Task brief - Copy every record exactly, and keep the pictures out.

>>>

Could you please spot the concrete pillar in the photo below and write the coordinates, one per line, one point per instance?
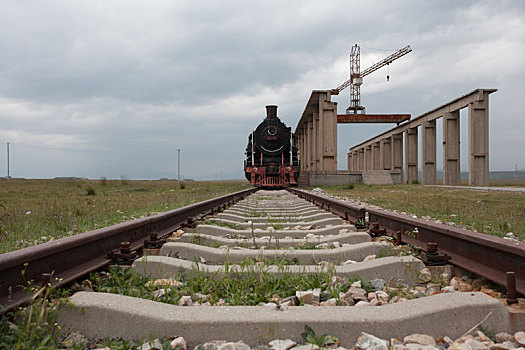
(328, 129)
(478, 136)
(310, 145)
(376, 156)
(397, 153)
(368, 157)
(428, 143)
(385, 149)
(302, 152)
(361, 165)
(411, 155)
(451, 165)
(317, 139)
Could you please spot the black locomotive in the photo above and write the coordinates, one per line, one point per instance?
(271, 155)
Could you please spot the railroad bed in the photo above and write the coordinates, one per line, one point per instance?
(325, 274)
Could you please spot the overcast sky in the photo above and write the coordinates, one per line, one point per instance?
(114, 88)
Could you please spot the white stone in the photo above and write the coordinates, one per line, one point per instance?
(305, 296)
(519, 337)
(240, 345)
(329, 302)
(503, 336)
(159, 293)
(382, 296)
(185, 301)
(154, 345)
(459, 346)
(476, 345)
(306, 347)
(366, 341)
(213, 345)
(279, 344)
(417, 338)
(363, 303)
(375, 302)
(414, 346)
(180, 342)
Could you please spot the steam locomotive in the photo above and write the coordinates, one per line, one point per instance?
(271, 155)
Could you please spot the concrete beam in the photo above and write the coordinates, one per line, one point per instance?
(451, 149)
(376, 156)
(429, 152)
(361, 158)
(460, 102)
(397, 153)
(411, 155)
(317, 139)
(385, 149)
(328, 130)
(478, 131)
(368, 158)
(372, 118)
(116, 316)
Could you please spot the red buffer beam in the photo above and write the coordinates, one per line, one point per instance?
(372, 118)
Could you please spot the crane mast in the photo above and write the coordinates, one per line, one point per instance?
(356, 77)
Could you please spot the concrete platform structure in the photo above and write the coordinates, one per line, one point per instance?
(115, 316)
(391, 268)
(388, 146)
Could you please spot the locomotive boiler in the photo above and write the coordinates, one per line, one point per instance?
(271, 155)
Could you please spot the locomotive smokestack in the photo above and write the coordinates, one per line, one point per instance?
(271, 112)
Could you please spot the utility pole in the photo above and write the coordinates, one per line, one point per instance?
(8, 162)
(178, 163)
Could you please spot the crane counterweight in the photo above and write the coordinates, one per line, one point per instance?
(356, 77)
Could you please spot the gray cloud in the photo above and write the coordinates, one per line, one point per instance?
(111, 89)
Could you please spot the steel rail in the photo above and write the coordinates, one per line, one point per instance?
(70, 258)
(352, 213)
(488, 256)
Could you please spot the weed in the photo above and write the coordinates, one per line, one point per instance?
(42, 210)
(322, 341)
(491, 212)
(245, 283)
(488, 332)
(124, 180)
(222, 224)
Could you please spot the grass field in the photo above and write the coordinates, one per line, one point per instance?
(492, 212)
(37, 211)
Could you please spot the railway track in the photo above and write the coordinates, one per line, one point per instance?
(345, 281)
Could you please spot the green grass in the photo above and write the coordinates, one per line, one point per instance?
(490, 212)
(38, 211)
(254, 286)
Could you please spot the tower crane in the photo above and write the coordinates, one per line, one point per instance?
(356, 77)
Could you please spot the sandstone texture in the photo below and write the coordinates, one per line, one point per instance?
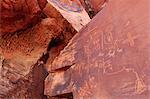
(107, 59)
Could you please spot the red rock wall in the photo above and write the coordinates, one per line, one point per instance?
(109, 58)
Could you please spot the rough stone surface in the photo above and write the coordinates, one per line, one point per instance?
(109, 58)
(93, 6)
(72, 11)
(18, 14)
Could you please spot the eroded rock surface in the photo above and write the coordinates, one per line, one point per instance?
(109, 58)
(19, 14)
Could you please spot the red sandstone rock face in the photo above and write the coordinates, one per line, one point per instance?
(109, 58)
(93, 6)
(72, 11)
(18, 14)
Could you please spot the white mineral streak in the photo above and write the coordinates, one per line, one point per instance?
(77, 19)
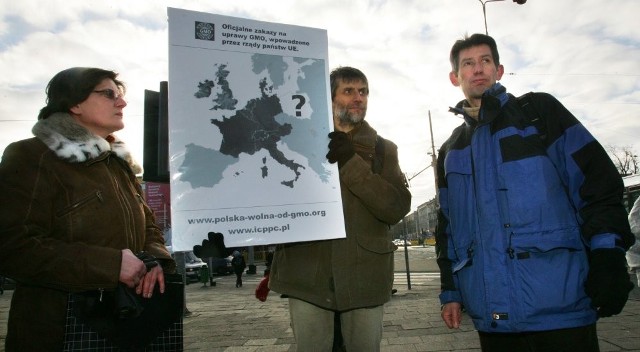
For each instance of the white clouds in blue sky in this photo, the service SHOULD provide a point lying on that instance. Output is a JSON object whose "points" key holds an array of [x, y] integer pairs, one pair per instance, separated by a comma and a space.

<<<

Solution -
Could you please spot the concrete pillar in the photo below and write the coordinates, one per line, one point per instance?
(328, 129)
(478, 136)
(310, 145)
(376, 156)
(397, 153)
(368, 157)
(428, 143)
(385, 149)
(302, 152)
(361, 165)
(411, 155)
(451, 165)
(317, 139)
Could you please spot the black locomotive in the photo above and write the coordinates, one per line, one point per instance?
(271, 155)
Could you please spot the railroad bed in the photo above and write the coordinates, one per line, one point per instance?
(325, 274)
Could you please spot the overcast sky in the photo above and write the coordinates, one per line, one point per instance?
(114, 88)
Could you please spot the white stone in the photo above and write the coordinates, one per line, one point per instance?
(305, 296)
(519, 337)
(240, 345)
(329, 302)
(503, 336)
(159, 293)
(382, 296)
(185, 301)
(154, 345)
(459, 346)
(476, 345)
(306, 347)
(366, 341)
(213, 345)
(279, 344)
(417, 338)
(363, 303)
(375, 302)
(414, 346)
(180, 342)
Could you please spot the steam locomotive in the photo above and write the coordinates, one per line, one point per instance?
(271, 155)
Could you please spot the concrete beam in the photo above and write the coordinates, one per line, one point per instance?
(451, 149)
(376, 156)
(429, 152)
(361, 158)
(460, 102)
(397, 153)
(411, 155)
(317, 139)
(385, 149)
(328, 130)
(478, 131)
(368, 158)
(372, 118)
(116, 316)
Could you please spot the red buffer beam in the photo above and write the coordinates, one per line, one point per instance?
(372, 118)
Could you please spot the crane mast in the photo above and write the coordinates, one per line, one point per instance?
(356, 77)
Could you please spot the concrete platform structure in the photo above and write the coordinates, one per line, one point per instance?
(115, 316)
(391, 268)
(388, 146)
Could you please spot the locomotive boiler in the photo above and write the coordinates, one per line, one point per instance?
(271, 155)
Could you please spot the locomotive smokestack in the photo above and write the coordinates, one per line, one point per instance?
(271, 112)
Could you please spot the utility pole in the photo above and write the coordinates, one per line, one point per instance?
(8, 162)
(178, 163)
Could you please spot the crane counterweight in the photo above and write the coordinates, one per line, one point per instance?
(356, 77)
Could you please spot the gray cloud in the photo above and write the coordinates, one per line, one point per instance?
(111, 89)
Could you please spot the steel rail in the photo above and write the coordinates, one per line, one point per instance?
(70, 258)
(352, 213)
(488, 256)
Could you please spot the weed in the photo above and write the coordinates, one per line, one point per instance?
(42, 210)
(322, 341)
(491, 212)
(245, 283)
(488, 332)
(124, 180)
(222, 224)
Could you please spot the grass field in the photo above and write the coordinates, one per line, one point per instance?
(492, 212)
(37, 211)
Could you please spot the railway track in the photo above and write the coordinates, one per line, one point per instance?
(345, 281)
Could you please spot the green grass in the photo above and write the coordinates, one per line, one point per instance?
(490, 212)
(38, 211)
(254, 286)
Could you please spot the tower crane in the photo above and write the coordinates, one per line, one point per instance?
(356, 77)
Could you please spot the sandstone texture in the photo below and write the coordinates, one per line, one point per instance?
(107, 59)
Could you please spot the red rock wall in the photo above and write the coordinates, one per line, one point per instance?
(109, 58)
Could you please spot the rough stone surface in the photo above and write the coordinates, one per line, one point per instance?
(109, 58)
(93, 6)
(72, 11)
(18, 14)
Could you please spot the eroded rock surface in the photo above and write the coordinates, one per line, one point per instance?
(109, 58)
(19, 14)
Could you please spot the red sandstone rock face in the photo above and write the coordinates, one per line, one point per instance?
(109, 58)
(93, 6)
(72, 11)
(18, 14)
Could you please spot the white mineral streak in the photo above and write the coordinates, one per line, one point per instance?
(77, 19)
For each instance of the white clouds in blue sky in this photo, the service SHOULD provide a point lying on that instance. Output is a JSON object whose "points" key holds an array of [x, y] integer pairs, one pair per instance, separated by a comma and a space.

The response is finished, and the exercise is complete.